Given request 1: List every line of the listing below that contains the string "black". Case counts.

Page text:
If your going to buy stocks on your own that will require alot more time and work on your part. You should have a diversified portfolio and thus you would need 20 to 25 different individual stocks to elimate company specific risk (you will always be subject to market risk, ie. the economy, etc.) For these reasons, I would invest in a variety of mutual funds taking into consideration factors such as expense levels and loads. If your young, put most of your money in equity and a small amount in bond funds. Your allocation should change and shift to more bonds and less equity as you age. Within these allocation, put a small amount in international equity, some in a small stock fund, some in a large cap fund, some in a bond fund, and the REIT fund mentioned above, in a small amount, would be nice also. The point is that you want diversification, this has been shown to achieve the best returns considering the risk taken.

If you want to have some fun, go ahead and buy individual stocks, but I personnally would stick with mutual funds as my main retirement vehicle - and I work in the financial field for a living and look at this stuff all day long.

You certainly don't need a full service brokerage and the mutual funds you can by direct from the fund company. You might want to think about opening an IRA also.

If you have credit card debt, get rid of that first!
 
I dont have any personal experience investing in REITs but I have done a fair amount of research on them. it is a good concept for those of us who cannot afford or dont wish to incur that level of risk that individual real estate investment contains. However I have been hearing lately that most REITs are not doing too well right now. Of course that could just be a buying opportunity for the smart investor as well.

Each REIT usually has an area of specialization (hotels, commercial, industrial, malls, whatever). It is definitely a good idea to hold some real estate in your portfolio just to balance out some of the market risk. Plus you are holding real property if things do go in the can, rather than a piece of paper.

Given request 2:
Answer these questions about the investing advice above, one per line:
(a) How many different individual stocks does it say you would need to eliminate company-specific risk?
(b) What does it say to get rid of first?
(c) What areas of specialization does it give as examples for a REIT?

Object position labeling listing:
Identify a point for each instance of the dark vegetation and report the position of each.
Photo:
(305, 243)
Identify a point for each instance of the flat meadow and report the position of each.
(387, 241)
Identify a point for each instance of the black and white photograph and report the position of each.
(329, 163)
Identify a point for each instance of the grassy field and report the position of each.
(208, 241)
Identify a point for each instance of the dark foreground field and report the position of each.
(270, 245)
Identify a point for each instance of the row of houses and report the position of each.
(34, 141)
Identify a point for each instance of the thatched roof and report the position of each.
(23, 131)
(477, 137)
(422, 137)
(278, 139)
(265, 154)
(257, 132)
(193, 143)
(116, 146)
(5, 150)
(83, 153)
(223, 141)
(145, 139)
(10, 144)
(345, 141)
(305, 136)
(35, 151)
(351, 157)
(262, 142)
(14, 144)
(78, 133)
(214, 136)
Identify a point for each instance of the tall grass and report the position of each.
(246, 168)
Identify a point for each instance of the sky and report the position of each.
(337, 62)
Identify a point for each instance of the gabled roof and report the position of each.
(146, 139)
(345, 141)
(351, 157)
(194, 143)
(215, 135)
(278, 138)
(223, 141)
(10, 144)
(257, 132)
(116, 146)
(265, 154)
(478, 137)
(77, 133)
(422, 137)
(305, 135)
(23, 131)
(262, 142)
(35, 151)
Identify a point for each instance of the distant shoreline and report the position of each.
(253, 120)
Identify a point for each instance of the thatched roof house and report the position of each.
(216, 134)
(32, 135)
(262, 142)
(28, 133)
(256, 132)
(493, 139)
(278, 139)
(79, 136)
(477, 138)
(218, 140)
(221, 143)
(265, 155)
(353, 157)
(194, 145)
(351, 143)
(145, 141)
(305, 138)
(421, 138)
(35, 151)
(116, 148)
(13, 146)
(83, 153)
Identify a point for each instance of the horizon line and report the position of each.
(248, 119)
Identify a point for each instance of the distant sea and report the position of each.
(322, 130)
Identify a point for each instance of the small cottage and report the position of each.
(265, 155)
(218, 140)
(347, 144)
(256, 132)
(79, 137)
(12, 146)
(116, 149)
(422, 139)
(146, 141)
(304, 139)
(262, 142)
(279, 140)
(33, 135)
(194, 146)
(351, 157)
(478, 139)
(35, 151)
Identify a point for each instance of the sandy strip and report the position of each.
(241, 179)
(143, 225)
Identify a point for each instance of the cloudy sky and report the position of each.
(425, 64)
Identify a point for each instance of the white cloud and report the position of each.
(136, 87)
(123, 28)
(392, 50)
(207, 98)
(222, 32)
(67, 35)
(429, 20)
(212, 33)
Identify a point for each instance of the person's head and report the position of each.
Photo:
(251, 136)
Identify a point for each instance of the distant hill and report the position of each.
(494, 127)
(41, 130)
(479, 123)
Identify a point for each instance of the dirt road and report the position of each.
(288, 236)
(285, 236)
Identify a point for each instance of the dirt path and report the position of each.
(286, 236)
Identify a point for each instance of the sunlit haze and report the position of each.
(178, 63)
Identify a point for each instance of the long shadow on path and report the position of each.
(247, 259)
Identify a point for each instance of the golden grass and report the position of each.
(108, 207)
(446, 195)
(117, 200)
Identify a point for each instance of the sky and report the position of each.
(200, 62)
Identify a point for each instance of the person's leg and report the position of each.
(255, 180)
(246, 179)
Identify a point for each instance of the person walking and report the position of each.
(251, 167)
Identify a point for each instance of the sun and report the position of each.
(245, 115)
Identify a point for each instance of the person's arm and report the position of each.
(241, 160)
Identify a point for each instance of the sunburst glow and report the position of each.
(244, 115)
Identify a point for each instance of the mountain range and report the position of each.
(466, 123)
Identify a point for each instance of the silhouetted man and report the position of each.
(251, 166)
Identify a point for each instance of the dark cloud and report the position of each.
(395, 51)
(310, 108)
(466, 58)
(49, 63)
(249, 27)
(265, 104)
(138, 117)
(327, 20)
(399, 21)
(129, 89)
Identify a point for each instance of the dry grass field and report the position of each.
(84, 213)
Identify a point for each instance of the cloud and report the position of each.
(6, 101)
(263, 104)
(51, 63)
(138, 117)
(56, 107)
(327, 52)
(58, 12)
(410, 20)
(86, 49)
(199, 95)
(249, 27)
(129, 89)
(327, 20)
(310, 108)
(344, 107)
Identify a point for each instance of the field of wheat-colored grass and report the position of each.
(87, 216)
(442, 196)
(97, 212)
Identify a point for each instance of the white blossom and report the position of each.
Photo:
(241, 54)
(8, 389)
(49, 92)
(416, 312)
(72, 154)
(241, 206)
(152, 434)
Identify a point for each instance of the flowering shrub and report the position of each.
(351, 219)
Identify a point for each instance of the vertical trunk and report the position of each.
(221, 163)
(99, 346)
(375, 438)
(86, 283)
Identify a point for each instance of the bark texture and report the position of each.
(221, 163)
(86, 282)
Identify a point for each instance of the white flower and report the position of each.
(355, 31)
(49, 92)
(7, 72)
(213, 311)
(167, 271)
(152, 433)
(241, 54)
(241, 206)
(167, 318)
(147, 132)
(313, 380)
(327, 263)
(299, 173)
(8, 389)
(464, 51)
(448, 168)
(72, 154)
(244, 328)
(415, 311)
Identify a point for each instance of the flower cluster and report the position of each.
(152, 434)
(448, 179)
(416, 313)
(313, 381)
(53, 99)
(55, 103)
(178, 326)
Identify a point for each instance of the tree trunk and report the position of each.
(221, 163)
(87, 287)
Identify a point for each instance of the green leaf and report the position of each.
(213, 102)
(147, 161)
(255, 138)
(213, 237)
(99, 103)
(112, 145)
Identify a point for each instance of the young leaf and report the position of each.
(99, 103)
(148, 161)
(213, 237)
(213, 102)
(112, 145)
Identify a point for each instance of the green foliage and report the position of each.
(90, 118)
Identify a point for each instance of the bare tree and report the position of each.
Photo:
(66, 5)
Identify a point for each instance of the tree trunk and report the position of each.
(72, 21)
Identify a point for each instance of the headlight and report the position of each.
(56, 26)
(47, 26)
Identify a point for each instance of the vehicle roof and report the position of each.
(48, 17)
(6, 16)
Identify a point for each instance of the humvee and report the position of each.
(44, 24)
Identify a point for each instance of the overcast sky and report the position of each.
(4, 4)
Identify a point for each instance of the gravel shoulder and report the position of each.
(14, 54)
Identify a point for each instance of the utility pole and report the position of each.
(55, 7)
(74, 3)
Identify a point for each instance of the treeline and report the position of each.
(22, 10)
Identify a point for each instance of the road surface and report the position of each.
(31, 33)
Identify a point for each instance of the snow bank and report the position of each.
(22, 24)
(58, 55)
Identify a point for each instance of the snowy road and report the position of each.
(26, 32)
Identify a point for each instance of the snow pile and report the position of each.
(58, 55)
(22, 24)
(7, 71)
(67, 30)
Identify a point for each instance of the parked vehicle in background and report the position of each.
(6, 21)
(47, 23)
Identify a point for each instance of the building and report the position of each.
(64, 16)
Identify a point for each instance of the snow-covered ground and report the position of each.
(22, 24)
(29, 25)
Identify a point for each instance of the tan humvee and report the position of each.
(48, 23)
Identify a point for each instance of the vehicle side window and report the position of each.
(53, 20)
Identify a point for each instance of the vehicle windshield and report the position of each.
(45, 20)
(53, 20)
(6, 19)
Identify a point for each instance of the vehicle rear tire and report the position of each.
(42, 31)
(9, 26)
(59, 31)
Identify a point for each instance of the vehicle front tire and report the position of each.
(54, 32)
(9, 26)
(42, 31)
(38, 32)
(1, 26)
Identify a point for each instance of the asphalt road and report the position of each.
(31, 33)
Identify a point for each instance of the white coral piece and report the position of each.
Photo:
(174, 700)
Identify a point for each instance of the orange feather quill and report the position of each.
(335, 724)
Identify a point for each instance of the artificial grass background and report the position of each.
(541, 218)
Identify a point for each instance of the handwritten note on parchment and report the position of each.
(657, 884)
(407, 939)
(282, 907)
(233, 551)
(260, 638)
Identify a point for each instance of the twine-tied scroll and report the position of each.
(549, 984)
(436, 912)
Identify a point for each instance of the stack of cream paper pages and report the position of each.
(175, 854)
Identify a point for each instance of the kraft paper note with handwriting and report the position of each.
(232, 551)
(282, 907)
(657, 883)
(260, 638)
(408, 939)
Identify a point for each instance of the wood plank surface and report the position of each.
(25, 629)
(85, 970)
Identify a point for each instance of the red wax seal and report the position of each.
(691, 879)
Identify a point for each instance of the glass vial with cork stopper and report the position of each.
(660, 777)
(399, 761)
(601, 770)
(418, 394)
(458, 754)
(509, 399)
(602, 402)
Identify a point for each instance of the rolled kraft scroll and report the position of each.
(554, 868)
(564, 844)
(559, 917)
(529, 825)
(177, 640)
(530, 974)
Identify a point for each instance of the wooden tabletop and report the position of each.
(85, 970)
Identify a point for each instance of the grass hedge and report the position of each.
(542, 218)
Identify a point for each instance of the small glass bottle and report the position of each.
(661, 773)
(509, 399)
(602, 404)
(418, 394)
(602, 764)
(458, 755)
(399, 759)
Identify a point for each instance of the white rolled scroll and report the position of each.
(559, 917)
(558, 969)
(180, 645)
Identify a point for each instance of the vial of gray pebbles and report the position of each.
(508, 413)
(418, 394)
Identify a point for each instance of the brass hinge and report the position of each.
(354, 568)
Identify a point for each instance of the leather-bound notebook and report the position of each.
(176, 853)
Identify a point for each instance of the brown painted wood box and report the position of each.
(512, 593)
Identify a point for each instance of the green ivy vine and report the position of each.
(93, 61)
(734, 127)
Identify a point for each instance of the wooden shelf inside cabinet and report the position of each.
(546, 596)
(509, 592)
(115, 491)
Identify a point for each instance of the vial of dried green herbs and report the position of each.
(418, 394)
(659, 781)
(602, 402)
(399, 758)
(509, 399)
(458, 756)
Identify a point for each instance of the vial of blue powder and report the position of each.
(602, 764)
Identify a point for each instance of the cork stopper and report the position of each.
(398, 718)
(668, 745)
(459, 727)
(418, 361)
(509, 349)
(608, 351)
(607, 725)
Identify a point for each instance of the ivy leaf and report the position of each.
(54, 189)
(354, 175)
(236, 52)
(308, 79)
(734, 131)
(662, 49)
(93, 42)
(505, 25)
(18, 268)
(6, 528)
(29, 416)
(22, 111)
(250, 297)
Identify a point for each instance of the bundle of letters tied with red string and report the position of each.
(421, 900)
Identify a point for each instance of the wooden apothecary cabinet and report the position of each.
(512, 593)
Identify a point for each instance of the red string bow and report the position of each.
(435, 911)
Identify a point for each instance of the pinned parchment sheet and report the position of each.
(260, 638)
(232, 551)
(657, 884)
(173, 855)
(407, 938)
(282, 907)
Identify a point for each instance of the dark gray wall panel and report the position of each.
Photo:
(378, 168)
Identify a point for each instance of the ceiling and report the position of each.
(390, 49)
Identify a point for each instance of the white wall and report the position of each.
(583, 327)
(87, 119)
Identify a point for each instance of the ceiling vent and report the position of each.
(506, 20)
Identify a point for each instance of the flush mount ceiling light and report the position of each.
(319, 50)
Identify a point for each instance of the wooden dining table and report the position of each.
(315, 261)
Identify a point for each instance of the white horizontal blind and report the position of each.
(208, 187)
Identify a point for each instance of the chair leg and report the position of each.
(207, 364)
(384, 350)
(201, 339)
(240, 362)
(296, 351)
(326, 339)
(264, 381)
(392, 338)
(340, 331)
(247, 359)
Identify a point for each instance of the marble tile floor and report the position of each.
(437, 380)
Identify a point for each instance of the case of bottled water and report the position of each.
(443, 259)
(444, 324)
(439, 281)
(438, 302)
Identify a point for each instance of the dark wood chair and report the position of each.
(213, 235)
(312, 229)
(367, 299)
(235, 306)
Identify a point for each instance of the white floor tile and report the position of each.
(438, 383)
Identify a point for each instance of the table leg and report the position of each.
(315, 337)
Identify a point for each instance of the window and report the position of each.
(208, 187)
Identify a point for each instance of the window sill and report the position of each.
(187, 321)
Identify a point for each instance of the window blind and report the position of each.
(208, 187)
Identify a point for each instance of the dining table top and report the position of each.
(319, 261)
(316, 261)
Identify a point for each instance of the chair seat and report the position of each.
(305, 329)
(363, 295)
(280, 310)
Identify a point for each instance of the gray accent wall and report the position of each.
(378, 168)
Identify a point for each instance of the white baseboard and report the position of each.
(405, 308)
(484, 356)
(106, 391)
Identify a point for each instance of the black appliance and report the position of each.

Full answer 1:
Identify a point for each instance of the black and white photograph and report the position of each.
Identify a point for each instance of the black appliance and report the position of each.

Full answer 2:
(a) 20 to 25
(b) Credit card debt
(c) Hotels, commercial, industrial, malls